>>>
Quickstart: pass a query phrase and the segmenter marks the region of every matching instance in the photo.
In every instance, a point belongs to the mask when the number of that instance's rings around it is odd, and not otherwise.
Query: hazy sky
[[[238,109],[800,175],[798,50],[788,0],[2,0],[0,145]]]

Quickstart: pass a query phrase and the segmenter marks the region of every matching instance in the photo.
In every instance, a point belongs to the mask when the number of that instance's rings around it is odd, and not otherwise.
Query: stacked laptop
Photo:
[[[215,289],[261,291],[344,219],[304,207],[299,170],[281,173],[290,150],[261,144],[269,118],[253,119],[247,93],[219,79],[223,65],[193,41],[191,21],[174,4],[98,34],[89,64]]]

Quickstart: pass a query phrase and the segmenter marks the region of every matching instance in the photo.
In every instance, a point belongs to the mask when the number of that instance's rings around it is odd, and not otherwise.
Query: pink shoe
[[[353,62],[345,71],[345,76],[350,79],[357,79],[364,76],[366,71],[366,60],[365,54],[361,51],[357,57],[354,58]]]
<<<
> _TASK DIRECTIONS_: Print out the whole of the material exactly, line for line.

> _ANSWER SECTION_:
Quickstart: pass a query phrase and the segmenter marks the region of every matching instance in the photo.
In every instance, a point belongs to the mask when the number of that instance's rings around it is odd, and not otherwise.
Query: hazy sky
[[[238,109],[800,175],[798,50],[788,0],[2,0],[0,145]]]

Quickstart: pass a query phrase and the segmenter marks the region of every matching instance in the photo.
In every instance, a point belongs to the mask when the number of that instance's rings around it is odd, and not otherwise.
Query: stacked laptop
Photo:
[[[215,289],[261,291],[344,219],[304,207],[299,170],[281,173],[290,150],[261,144],[269,118],[253,119],[247,93],[219,79],[223,65],[193,41],[191,21],[174,4],[98,34],[89,64]]]

Quickstart: pass a query phrase and the segmenter marks the region of every matching instance in the photo.
In every instance, a point belongs to the mask when the number of that instance's rings around it is odd, and not otherwise.
Query: pink shoe
[[[353,62],[345,71],[345,76],[350,79],[357,79],[364,76],[366,71],[366,60],[365,54],[361,51],[357,57],[354,58]]]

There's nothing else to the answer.